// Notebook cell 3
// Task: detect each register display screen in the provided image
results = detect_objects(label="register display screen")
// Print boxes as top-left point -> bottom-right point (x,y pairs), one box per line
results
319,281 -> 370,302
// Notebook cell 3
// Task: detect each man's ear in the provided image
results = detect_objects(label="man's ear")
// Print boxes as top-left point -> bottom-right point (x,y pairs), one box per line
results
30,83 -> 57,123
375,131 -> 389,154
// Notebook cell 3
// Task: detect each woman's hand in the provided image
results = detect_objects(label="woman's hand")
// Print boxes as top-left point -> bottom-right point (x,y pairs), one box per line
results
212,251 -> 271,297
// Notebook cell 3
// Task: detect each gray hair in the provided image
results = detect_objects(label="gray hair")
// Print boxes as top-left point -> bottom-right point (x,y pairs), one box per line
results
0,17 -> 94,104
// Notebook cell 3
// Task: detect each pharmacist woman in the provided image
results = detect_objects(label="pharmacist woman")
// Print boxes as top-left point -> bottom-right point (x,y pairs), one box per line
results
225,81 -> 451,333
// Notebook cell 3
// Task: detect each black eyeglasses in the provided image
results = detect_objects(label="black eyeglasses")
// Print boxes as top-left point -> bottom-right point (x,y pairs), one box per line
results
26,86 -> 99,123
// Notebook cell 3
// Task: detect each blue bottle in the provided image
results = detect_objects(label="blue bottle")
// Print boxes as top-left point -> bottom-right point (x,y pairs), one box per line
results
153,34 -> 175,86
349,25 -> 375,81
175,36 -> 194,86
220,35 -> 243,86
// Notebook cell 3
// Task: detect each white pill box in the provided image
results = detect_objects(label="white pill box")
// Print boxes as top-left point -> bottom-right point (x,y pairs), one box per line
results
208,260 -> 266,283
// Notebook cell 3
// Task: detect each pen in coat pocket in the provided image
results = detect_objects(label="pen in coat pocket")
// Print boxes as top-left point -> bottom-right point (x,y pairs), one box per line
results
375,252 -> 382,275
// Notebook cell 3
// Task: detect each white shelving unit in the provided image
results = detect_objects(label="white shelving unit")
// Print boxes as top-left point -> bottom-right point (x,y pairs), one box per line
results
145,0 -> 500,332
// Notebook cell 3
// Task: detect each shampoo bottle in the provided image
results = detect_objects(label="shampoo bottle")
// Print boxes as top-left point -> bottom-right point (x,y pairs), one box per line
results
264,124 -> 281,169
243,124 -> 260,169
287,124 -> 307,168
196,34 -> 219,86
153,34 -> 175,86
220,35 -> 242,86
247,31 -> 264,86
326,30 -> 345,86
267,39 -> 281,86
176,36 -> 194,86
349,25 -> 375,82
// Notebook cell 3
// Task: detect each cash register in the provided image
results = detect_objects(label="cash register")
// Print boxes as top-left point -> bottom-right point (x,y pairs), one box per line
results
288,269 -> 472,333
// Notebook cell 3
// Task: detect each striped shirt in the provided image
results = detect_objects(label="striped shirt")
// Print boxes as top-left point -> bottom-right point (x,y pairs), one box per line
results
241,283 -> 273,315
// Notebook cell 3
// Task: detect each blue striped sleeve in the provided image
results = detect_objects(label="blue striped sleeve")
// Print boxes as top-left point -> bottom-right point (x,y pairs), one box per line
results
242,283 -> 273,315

= = =

State how many lines in the items above contain the word "white". Give only the number.

4